| Records for processing |
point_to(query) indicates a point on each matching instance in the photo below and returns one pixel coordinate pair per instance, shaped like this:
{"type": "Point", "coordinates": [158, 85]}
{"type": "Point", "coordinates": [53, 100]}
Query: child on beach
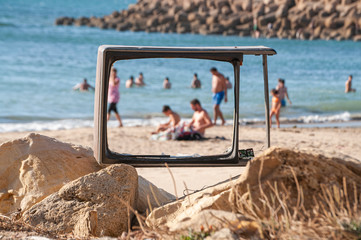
{"type": "Point", "coordinates": [276, 107]}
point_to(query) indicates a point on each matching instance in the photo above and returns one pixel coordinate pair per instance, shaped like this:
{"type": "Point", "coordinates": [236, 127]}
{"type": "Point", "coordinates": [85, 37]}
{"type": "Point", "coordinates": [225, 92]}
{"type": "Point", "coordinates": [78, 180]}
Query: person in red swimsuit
{"type": "Point", "coordinates": [276, 107]}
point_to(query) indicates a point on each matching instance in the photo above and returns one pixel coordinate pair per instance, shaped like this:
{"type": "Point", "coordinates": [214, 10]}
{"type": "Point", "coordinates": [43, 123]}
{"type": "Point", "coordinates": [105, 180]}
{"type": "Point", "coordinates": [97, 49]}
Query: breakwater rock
{"type": "Point", "coordinates": [293, 19]}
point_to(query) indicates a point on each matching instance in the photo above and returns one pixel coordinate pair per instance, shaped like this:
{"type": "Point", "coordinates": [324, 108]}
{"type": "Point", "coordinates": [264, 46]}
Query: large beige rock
{"type": "Point", "coordinates": [35, 166]}
{"type": "Point", "coordinates": [93, 205]}
{"type": "Point", "coordinates": [275, 167]}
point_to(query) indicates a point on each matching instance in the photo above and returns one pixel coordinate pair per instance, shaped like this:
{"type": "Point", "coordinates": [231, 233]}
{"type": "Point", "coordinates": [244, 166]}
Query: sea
{"type": "Point", "coordinates": [40, 63]}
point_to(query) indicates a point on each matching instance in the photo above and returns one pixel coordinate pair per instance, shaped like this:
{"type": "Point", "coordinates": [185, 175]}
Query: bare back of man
{"type": "Point", "coordinates": [219, 89]}
{"type": "Point", "coordinates": [174, 120]}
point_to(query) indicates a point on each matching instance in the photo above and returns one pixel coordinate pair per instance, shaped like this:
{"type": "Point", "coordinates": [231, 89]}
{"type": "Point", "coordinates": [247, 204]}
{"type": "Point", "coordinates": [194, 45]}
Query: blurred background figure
{"type": "Point", "coordinates": [166, 83]}
{"type": "Point", "coordinates": [282, 92]}
{"type": "Point", "coordinates": [140, 80]}
{"type": "Point", "coordinates": [228, 83]}
{"type": "Point", "coordinates": [130, 82]}
{"type": "Point", "coordinates": [348, 85]}
{"type": "Point", "coordinates": [84, 86]}
{"type": "Point", "coordinates": [114, 95]}
{"type": "Point", "coordinates": [196, 83]}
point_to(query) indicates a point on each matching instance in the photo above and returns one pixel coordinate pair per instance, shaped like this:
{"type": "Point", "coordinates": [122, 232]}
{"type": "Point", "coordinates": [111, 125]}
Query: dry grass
{"type": "Point", "coordinates": [332, 215]}
{"type": "Point", "coordinates": [335, 214]}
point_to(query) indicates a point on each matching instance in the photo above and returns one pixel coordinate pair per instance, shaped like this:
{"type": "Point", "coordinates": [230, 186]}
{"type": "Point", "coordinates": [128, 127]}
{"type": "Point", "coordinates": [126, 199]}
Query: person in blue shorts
{"type": "Point", "coordinates": [219, 89]}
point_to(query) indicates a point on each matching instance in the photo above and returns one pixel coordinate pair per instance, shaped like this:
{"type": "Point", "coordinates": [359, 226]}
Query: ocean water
{"type": "Point", "coordinates": [41, 62]}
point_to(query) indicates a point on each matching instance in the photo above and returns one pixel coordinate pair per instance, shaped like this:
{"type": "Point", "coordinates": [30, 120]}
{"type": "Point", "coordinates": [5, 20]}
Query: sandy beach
{"type": "Point", "coordinates": [333, 142]}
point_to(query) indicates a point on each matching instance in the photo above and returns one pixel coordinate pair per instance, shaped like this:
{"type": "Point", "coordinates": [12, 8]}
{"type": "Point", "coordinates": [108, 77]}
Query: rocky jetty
{"type": "Point", "coordinates": [293, 19]}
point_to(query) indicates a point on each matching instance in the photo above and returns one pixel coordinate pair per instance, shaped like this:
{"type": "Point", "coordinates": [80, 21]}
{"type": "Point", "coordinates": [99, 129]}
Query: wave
{"type": "Point", "coordinates": [64, 124]}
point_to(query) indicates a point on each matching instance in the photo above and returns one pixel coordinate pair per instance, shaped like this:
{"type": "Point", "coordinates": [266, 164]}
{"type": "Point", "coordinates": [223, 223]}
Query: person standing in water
{"type": "Point", "coordinates": [130, 82]}
{"type": "Point", "coordinates": [282, 92]}
{"type": "Point", "coordinates": [196, 83]}
{"type": "Point", "coordinates": [140, 80]}
{"type": "Point", "coordinates": [113, 95]}
{"type": "Point", "coordinates": [219, 90]}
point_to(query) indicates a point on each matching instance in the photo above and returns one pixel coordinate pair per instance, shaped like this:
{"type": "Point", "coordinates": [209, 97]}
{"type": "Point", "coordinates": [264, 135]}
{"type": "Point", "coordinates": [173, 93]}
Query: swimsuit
{"type": "Point", "coordinates": [275, 100]}
{"type": "Point", "coordinates": [218, 97]}
{"type": "Point", "coordinates": [113, 96]}
{"type": "Point", "coordinates": [283, 102]}
{"type": "Point", "coordinates": [113, 92]}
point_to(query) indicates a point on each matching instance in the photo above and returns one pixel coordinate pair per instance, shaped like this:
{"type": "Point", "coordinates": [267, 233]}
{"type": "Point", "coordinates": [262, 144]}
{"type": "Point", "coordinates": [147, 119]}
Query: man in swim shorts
{"type": "Point", "coordinates": [276, 107]}
{"type": "Point", "coordinates": [84, 86]}
{"type": "Point", "coordinates": [282, 92]}
{"type": "Point", "coordinates": [219, 89]}
{"type": "Point", "coordinates": [174, 120]}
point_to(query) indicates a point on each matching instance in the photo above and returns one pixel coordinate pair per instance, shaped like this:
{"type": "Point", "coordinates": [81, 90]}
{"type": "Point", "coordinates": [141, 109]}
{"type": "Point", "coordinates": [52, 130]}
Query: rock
{"type": "Point", "coordinates": [148, 193]}
{"type": "Point", "coordinates": [35, 166]}
{"type": "Point", "coordinates": [92, 205]}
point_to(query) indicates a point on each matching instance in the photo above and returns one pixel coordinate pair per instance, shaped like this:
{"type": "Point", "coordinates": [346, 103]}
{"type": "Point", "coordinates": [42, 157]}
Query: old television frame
{"type": "Point", "coordinates": [109, 54]}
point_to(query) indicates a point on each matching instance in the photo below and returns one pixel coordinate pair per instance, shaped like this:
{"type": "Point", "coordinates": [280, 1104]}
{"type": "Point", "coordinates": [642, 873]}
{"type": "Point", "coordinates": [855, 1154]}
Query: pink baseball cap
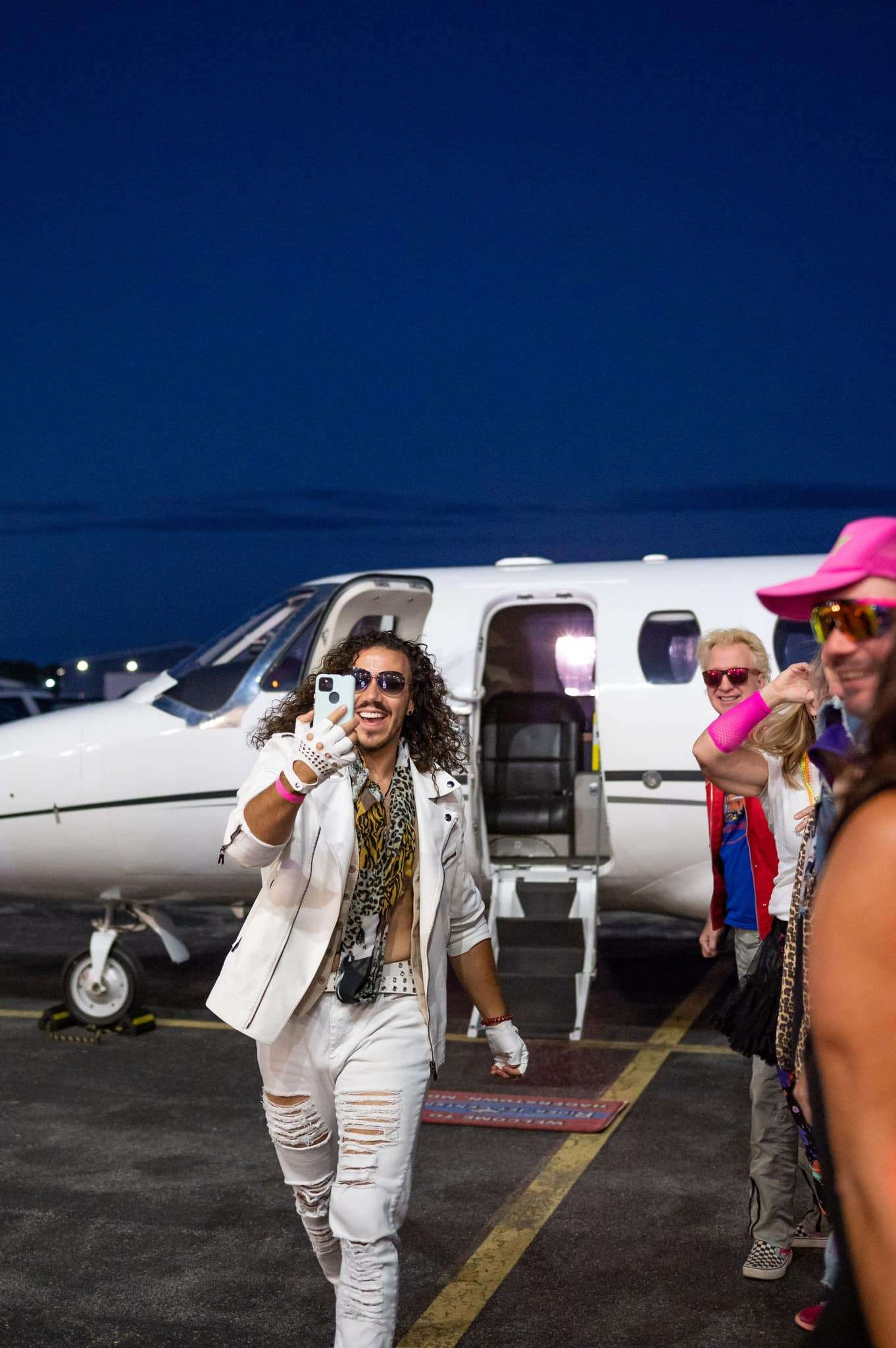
{"type": "Point", "coordinates": [864, 548]}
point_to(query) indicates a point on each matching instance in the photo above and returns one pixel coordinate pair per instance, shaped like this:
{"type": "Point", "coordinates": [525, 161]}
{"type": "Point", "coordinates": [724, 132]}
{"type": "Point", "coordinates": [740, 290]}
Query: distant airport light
{"type": "Point", "coordinates": [574, 661]}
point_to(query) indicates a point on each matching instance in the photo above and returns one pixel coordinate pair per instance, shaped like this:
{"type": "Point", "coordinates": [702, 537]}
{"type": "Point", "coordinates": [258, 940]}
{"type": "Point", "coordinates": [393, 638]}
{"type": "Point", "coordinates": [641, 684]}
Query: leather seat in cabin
{"type": "Point", "coordinates": [530, 760]}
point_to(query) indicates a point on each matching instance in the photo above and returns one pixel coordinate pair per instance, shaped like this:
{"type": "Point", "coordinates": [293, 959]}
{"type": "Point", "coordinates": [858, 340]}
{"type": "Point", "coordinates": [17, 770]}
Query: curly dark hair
{"type": "Point", "coordinates": [879, 769]}
{"type": "Point", "coordinates": [432, 731]}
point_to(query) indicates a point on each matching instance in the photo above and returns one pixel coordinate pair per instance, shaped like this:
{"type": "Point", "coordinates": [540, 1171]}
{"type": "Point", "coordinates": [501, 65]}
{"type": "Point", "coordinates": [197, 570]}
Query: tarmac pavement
{"type": "Point", "coordinates": [143, 1204]}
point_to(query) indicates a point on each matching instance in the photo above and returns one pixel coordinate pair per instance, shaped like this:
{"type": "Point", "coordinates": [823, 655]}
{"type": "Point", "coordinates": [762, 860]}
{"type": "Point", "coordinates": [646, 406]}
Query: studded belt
{"type": "Point", "coordinates": [398, 977]}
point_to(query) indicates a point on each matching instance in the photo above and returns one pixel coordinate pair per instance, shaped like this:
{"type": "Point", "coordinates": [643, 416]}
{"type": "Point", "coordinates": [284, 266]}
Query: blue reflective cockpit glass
{"type": "Point", "coordinates": [261, 654]}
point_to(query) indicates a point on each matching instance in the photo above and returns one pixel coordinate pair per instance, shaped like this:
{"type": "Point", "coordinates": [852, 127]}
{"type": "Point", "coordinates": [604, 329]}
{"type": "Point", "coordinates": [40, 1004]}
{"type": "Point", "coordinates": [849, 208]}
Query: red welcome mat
{"type": "Point", "coordinates": [554, 1114]}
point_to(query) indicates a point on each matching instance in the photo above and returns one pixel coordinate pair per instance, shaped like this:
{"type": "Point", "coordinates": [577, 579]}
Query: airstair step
{"type": "Point", "coordinates": [545, 900]}
{"type": "Point", "coordinates": [542, 933]}
{"type": "Point", "coordinates": [541, 960]}
{"type": "Point", "coordinates": [542, 1004]}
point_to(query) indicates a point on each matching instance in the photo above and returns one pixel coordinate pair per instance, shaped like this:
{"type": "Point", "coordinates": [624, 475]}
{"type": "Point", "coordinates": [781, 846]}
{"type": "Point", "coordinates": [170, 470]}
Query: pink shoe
{"type": "Point", "coordinates": [809, 1316]}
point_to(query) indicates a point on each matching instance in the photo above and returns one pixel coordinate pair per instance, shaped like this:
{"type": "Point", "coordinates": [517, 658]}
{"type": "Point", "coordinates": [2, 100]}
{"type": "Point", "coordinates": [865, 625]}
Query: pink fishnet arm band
{"type": "Point", "coordinates": [732, 727]}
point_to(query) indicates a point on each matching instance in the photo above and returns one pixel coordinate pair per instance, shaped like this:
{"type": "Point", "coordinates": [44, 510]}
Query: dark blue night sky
{"type": "Point", "coordinates": [294, 289]}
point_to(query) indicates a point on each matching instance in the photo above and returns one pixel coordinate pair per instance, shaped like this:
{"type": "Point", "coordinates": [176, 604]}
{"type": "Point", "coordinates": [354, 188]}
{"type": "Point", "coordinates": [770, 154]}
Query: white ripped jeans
{"type": "Point", "coordinates": [359, 1076]}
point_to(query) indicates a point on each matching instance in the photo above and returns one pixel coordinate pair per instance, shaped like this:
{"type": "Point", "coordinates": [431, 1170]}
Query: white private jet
{"type": "Point", "coordinates": [580, 693]}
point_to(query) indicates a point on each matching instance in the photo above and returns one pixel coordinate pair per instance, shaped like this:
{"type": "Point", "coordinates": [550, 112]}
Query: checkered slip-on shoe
{"type": "Point", "coordinates": [767, 1262]}
{"type": "Point", "coordinates": [813, 1231]}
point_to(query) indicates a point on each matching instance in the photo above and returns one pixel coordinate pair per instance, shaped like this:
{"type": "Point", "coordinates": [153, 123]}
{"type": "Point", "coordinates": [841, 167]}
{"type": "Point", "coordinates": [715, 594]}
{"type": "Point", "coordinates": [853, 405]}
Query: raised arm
{"type": "Point", "coordinates": [853, 972]}
{"type": "Point", "coordinates": [721, 750]}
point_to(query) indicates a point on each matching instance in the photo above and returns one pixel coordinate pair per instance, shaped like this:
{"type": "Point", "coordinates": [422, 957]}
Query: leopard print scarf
{"type": "Point", "coordinates": [387, 855]}
{"type": "Point", "coordinates": [794, 1008]}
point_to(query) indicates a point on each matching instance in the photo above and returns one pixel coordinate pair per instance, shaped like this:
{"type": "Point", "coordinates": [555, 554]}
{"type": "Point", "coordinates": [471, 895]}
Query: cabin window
{"type": "Point", "coordinates": [374, 623]}
{"type": "Point", "coordinates": [667, 646]}
{"type": "Point", "coordinates": [793, 642]}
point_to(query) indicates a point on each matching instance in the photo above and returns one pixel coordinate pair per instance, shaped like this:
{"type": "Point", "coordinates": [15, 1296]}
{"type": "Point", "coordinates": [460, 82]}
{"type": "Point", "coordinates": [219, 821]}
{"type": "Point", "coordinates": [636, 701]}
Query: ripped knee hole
{"type": "Point", "coordinates": [295, 1124]}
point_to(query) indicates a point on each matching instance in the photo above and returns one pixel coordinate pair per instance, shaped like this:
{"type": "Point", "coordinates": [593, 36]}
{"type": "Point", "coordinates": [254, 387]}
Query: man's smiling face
{"type": "Point", "coordinates": [853, 667]}
{"type": "Point", "coordinates": [380, 716]}
{"type": "Point", "coordinates": [728, 658]}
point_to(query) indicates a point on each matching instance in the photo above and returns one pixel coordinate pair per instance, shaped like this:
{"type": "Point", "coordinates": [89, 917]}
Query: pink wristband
{"type": "Point", "coordinates": [735, 725]}
{"type": "Point", "coordinates": [287, 796]}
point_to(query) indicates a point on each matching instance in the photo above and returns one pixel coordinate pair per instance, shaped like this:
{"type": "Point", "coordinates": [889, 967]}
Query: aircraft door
{"type": "Point", "coordinates": [535, 782]}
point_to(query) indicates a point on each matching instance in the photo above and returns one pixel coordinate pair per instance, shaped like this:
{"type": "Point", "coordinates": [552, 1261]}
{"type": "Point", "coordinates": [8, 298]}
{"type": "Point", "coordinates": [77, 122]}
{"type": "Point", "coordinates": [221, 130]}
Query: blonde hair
{"type": "Point", "coordinates": [790, 731]}
{"type": "Point", "coordinates": [735, 636]}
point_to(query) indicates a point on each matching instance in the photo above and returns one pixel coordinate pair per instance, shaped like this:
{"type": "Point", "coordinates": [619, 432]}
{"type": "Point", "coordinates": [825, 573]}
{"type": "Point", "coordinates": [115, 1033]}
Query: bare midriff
{"type": "Point", "coordinates": [398, 941]}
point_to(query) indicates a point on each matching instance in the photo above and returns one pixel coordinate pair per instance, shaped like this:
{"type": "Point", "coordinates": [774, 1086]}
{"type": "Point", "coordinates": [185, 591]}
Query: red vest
{"type": "Point", "coordinates": [762, 851]}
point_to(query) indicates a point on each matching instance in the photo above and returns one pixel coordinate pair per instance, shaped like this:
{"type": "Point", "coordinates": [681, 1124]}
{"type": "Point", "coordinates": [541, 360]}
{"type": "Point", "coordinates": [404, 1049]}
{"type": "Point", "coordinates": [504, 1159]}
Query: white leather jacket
{"type": "Point", "coordinates": [284, 940]}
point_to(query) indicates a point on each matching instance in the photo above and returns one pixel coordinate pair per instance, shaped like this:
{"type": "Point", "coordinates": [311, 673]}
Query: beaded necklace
{"type": "Point", "coordinates": [807, 779]}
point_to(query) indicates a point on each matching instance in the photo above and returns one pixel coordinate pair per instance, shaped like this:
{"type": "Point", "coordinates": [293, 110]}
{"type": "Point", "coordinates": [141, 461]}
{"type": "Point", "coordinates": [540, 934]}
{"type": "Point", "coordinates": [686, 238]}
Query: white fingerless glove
{"type": "Point", "coordinates": [325, 748]}
{"type": "Point", "coordinates": [507, 1047]}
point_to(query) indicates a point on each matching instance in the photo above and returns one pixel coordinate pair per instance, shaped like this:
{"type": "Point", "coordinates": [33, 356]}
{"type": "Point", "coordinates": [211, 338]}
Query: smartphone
{"type": "Point", "coordinates": [332, 690]}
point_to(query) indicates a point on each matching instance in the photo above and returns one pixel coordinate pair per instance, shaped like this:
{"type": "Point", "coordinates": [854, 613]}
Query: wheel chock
{"type": "Point", "coordinates": [139, 1022]}
{"type": "Point", "coordinates": [55, 1018]}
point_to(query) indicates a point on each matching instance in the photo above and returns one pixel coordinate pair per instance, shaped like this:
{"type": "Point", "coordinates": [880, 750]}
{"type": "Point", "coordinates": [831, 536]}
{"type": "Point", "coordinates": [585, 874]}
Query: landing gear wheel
{"type": "Point", "coordinates": [120, 987]}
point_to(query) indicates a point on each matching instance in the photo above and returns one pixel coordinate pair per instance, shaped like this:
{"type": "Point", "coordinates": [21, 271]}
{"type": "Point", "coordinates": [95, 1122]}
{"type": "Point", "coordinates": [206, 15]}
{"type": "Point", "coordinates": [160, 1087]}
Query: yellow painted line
{"type": "Point", "coordinates": [624, 1045]}
{"type": "Point", "coordinates": [448, 1318]}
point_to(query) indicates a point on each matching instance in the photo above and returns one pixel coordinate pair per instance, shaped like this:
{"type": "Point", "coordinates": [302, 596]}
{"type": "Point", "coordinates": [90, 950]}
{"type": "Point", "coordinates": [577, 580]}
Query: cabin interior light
{"type": "Point", "coordinates": [574, 661]}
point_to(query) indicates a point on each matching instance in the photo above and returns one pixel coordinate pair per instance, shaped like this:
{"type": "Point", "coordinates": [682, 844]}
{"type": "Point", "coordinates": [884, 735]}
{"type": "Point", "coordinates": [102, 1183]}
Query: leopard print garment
{"type": "Point", "coordinates": [387, 854]}
{"type": "Point", "coordinates": [794, 1012]}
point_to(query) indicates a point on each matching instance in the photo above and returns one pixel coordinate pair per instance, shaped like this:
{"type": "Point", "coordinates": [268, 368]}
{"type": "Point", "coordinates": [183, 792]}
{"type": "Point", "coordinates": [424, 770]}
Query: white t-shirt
{"type": "Point", "coordinates": [780, 804]}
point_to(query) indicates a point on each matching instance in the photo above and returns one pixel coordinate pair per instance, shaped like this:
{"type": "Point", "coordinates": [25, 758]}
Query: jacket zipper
{"type": "Point", "coordinates": [274, 967]}
{"type": "Point", "coordinates": [434, 1071]}
{"type": "Point", "coordinates": [230, 843]}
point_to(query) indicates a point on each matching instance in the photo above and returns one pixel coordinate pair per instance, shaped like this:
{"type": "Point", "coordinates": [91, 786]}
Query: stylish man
{"type": "Point", "coordinates": [340, 970]}
{"type": "Point", "coordinates": [851, 602]}
{"type": "Point", "coordinates": [735, 665]}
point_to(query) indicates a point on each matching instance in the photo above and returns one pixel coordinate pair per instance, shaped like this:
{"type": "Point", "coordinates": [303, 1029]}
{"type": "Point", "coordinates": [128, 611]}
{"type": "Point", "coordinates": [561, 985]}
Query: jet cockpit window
{"type": "Point", "coordinates": [213, 675]}
{"type": "Point", "coordinates": [12, 710]}
{"type": "Point", "coordinates": [667, 646]}
{"type": "Point", "coordinates": [793, 642]}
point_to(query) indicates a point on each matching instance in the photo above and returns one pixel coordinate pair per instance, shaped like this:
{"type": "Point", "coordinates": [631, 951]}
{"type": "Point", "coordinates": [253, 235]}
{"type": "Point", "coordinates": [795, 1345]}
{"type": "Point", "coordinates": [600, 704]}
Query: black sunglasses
{"type": "Point", "coordinates": [387, 681]}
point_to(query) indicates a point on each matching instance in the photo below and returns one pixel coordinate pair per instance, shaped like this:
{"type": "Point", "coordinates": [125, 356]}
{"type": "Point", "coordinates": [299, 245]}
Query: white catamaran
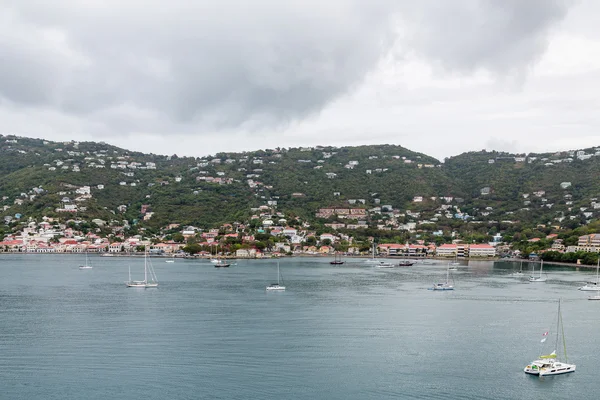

| Required task |
Count the lines in the material above that contain the word "ripped", with case counting. Reply with the number only.

| Output for this task |
2